掲載本文:
⟨

7月21日、日本うつ病学会総会で精神科医療従事者の方々向けに少し講演させて頂くことになり、

 

http://www.c-linkage.co.jp/mdct2017/

「事前に抄録を送って下さい」と言われ、抄録って何?と思ったんだけど、調べたら講演の要点をまとめたものと。
   
「え〜、講演の要点なんて話してみないとわからない〜」
って思ったんだけどそうもいかないので、書いてみました。
   
こんな感じで今日提出しました。
堅苦しい言葉、久々に使ったなぁ。
ご参考まで。

 

 
【マンションから飛び降りた私が語る、精神科医への感謝】

  
 2005年8月某日、私はマンションの最上階から飛び降りた。

⟩

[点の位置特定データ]
⟨

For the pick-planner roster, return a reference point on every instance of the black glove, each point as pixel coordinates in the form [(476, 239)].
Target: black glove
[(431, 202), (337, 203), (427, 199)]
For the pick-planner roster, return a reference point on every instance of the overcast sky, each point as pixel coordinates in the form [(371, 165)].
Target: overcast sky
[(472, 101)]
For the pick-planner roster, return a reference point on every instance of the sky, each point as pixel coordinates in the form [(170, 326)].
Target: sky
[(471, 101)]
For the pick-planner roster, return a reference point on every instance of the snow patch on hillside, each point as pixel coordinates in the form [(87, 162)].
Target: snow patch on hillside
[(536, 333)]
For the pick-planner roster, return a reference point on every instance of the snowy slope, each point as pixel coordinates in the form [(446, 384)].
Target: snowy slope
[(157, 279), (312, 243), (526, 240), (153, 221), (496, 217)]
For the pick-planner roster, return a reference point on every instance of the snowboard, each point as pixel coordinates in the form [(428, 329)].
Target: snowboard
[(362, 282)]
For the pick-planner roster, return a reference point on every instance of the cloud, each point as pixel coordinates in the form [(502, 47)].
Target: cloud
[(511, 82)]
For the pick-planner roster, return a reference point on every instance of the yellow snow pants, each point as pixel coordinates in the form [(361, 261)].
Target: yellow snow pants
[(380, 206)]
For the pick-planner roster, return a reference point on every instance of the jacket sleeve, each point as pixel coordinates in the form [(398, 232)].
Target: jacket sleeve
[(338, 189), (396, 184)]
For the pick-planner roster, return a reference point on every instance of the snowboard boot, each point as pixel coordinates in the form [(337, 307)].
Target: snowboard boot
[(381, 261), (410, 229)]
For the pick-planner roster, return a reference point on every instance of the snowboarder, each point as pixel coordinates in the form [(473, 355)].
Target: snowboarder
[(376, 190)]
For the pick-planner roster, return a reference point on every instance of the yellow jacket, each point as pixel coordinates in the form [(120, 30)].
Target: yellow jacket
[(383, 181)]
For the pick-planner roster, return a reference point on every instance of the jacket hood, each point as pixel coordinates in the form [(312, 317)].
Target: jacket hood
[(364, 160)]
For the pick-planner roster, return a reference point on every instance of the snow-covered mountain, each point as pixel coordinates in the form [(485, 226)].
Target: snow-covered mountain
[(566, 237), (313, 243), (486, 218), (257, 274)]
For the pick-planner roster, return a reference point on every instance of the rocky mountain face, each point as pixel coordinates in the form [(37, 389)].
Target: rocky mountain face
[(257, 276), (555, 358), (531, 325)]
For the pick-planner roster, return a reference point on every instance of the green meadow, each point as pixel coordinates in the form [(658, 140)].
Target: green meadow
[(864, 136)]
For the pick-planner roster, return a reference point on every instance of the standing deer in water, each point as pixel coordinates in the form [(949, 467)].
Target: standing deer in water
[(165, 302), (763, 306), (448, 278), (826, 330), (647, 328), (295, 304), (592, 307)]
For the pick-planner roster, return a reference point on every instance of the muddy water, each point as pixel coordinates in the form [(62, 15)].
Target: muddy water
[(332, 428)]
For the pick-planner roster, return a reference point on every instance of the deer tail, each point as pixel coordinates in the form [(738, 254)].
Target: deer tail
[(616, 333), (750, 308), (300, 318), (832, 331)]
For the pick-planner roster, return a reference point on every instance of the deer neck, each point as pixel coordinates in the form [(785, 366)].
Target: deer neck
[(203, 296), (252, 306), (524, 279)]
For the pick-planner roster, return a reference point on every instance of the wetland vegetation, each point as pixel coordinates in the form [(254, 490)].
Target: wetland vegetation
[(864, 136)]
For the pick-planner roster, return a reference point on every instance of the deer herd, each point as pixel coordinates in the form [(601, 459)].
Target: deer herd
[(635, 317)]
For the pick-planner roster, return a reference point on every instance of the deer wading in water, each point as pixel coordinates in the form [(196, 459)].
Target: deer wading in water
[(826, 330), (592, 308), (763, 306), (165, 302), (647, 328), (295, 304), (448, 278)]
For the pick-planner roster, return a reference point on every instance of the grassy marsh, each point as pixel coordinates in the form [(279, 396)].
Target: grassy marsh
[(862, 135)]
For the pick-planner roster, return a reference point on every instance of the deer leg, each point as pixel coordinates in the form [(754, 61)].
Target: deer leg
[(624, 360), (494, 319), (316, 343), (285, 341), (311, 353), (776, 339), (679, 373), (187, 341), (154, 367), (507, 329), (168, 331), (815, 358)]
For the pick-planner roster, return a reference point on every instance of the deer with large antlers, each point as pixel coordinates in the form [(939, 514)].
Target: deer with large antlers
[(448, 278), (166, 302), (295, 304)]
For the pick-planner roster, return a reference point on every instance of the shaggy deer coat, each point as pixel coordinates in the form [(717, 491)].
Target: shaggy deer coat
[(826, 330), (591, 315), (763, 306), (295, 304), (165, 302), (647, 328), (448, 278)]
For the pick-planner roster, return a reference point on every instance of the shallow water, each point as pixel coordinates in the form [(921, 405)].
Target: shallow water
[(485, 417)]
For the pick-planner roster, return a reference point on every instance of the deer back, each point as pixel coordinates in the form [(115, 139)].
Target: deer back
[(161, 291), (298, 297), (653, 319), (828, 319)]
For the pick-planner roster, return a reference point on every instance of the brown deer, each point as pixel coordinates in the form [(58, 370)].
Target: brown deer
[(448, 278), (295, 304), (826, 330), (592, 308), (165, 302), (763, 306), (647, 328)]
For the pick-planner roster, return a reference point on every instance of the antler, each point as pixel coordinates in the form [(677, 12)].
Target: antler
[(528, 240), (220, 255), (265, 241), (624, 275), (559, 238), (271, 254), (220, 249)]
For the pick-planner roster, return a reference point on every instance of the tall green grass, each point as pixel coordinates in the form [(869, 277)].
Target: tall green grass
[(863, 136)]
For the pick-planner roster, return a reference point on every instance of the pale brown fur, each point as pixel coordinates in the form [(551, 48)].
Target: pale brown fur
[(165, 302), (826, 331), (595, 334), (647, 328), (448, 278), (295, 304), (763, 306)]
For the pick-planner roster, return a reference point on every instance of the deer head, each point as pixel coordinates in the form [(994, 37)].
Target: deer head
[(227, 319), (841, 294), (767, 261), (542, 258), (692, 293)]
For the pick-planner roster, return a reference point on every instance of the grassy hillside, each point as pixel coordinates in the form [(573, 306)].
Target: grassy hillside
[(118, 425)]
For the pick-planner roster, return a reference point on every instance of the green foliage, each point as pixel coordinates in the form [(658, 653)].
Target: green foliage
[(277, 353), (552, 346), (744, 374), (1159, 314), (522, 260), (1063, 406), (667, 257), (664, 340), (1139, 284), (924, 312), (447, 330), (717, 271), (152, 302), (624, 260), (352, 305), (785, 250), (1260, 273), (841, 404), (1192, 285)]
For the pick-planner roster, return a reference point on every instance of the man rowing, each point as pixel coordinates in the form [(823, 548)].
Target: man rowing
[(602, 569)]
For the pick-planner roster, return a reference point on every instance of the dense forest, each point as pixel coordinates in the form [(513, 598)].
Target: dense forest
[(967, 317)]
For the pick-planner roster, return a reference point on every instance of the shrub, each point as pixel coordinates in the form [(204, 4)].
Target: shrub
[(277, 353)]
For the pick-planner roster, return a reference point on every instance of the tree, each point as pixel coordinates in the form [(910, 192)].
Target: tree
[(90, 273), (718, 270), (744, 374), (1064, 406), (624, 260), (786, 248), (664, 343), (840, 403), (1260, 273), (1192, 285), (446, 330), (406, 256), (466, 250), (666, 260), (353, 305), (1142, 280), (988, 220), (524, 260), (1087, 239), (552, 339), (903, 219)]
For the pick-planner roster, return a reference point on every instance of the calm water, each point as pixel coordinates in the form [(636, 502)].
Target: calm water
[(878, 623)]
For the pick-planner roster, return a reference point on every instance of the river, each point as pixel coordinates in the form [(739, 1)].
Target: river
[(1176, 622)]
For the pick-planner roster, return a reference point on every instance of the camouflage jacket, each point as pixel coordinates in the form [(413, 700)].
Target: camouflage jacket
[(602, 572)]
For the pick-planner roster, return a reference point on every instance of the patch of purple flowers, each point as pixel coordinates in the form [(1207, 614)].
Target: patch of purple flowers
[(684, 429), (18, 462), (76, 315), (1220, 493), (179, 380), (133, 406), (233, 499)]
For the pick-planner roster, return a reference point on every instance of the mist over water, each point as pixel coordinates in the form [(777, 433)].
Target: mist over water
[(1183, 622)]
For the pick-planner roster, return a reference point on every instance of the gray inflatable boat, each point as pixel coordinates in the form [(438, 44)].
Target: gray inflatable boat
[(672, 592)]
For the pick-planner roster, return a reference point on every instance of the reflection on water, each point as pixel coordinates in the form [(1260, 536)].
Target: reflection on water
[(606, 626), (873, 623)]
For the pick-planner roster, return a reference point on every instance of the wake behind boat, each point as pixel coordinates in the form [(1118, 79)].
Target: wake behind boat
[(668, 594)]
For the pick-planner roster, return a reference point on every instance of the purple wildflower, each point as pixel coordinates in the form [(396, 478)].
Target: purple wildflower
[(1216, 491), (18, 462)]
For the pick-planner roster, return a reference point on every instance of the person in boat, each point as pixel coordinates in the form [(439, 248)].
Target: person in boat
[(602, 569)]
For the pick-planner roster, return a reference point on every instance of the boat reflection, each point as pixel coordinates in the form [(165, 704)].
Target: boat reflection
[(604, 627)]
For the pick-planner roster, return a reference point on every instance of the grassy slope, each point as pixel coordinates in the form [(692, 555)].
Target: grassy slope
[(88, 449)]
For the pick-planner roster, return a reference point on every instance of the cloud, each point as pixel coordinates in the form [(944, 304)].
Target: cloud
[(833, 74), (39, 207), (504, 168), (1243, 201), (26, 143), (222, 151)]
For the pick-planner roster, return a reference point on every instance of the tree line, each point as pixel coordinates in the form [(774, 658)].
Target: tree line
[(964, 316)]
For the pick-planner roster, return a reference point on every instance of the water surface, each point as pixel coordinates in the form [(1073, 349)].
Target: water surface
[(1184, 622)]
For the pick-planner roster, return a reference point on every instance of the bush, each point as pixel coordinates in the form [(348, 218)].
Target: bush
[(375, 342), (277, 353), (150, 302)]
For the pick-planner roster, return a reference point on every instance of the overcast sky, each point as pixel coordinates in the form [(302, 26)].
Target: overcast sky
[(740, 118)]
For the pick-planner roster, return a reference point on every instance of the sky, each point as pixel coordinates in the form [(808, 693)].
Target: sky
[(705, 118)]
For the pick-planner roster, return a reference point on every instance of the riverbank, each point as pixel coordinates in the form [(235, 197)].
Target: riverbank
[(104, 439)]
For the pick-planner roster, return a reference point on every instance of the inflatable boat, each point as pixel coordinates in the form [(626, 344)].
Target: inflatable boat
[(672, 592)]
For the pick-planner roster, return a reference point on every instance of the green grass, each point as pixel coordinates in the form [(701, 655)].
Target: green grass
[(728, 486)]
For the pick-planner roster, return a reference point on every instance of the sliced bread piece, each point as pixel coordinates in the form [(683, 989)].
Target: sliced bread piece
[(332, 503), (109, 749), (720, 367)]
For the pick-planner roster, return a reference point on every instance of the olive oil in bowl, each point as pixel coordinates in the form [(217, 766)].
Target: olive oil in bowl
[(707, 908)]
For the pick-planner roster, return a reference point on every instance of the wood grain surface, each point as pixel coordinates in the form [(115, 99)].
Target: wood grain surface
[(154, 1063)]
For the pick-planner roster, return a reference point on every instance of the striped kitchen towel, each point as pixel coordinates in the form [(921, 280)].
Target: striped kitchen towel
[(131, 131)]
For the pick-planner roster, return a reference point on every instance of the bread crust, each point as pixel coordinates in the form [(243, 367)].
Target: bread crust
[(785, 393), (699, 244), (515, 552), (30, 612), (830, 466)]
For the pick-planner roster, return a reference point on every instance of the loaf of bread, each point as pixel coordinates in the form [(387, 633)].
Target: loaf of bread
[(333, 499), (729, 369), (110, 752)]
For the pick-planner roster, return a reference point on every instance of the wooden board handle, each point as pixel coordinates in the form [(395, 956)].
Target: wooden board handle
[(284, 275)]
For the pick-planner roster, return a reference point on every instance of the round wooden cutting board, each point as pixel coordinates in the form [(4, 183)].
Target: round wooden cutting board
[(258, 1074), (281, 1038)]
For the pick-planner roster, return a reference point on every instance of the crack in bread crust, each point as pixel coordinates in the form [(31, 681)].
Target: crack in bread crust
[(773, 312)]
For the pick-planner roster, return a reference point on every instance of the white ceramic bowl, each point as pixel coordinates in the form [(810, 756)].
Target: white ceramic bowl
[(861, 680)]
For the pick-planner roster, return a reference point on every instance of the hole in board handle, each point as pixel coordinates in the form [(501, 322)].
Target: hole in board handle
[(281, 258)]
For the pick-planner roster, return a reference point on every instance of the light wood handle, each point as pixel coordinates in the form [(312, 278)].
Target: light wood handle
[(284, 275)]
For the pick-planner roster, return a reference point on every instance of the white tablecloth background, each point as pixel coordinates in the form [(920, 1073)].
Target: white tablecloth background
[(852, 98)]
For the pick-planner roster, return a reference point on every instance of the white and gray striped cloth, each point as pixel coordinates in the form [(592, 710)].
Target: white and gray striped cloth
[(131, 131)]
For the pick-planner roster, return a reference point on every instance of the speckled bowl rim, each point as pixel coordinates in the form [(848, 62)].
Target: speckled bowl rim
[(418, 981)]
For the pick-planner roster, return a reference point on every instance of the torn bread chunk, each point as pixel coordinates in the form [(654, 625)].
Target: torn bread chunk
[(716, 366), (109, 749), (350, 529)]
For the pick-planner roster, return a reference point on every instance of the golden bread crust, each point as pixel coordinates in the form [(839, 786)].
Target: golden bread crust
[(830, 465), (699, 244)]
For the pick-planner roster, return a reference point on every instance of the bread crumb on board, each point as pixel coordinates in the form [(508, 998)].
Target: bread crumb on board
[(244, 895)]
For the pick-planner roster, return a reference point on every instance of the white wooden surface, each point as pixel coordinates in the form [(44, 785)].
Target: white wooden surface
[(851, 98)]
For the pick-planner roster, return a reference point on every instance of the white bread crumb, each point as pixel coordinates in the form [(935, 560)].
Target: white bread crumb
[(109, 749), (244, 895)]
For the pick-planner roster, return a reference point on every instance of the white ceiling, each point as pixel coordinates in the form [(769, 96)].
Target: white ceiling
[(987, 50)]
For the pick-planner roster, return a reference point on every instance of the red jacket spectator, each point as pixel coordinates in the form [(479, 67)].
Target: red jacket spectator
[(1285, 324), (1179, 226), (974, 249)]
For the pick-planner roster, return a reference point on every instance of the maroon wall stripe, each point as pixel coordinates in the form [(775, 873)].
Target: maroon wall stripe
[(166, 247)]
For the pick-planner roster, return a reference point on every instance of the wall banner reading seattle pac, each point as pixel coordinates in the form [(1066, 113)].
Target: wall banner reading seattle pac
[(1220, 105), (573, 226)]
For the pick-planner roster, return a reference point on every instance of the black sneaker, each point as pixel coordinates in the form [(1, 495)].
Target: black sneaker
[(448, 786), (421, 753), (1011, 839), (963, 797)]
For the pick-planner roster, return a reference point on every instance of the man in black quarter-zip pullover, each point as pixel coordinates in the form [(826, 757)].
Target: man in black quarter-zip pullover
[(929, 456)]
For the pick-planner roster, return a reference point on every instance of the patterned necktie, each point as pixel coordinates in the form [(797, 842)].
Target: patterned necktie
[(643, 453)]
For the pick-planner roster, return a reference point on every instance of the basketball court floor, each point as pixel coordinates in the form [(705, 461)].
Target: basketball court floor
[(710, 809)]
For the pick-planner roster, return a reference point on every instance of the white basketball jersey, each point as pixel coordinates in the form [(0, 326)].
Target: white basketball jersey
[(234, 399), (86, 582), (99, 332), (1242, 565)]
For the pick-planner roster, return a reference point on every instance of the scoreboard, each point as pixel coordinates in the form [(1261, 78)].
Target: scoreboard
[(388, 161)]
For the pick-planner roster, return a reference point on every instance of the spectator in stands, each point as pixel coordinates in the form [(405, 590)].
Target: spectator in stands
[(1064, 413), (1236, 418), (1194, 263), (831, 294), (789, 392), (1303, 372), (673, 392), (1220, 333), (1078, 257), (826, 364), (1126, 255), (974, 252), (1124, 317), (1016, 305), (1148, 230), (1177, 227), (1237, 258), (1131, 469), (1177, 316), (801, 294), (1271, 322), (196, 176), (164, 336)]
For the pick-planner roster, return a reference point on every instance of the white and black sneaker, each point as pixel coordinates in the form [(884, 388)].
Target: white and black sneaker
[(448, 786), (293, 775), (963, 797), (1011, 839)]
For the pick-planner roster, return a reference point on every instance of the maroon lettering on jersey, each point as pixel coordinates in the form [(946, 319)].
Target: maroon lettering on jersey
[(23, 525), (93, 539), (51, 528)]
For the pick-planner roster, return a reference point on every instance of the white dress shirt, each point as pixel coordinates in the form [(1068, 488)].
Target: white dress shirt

⟩

日本うつ病学会での講演抄録を載せた本文を、最後の一文の後から書き進めてください。

あなたの回答:
 偶然か必然か、足の骨折だけですんで今ここにいる。その1年後、今度は体もむしばまれ潰瘍性大腸炎、そして大腸全摘出。手術の後は過呼吸も止まらず、まさに心身どん底だった。しかしそれから半年後に心身ともに解放され、5年半のうつ病生活にもピリオドを打った(飛び降りたときの気持ち、元気になった過程等知りたい方は、拙著「人生をやめたいと思ったとき読む本(東洋経済新報社)」ご覧頂きたい)。
 
 その半年後にカウンセラーとして起業し、もうすぐ10年が経つ。10年のうち6年間は「うつ専門カウンセラー」として活動したが、今は、「一番重要なのは、自分との関係性」、というところに行き着き、いかに素のままの自分を肯定できるか、というところに軸足をおいて、カウンセリングや全国での講演活動、居場所活動などを行っている。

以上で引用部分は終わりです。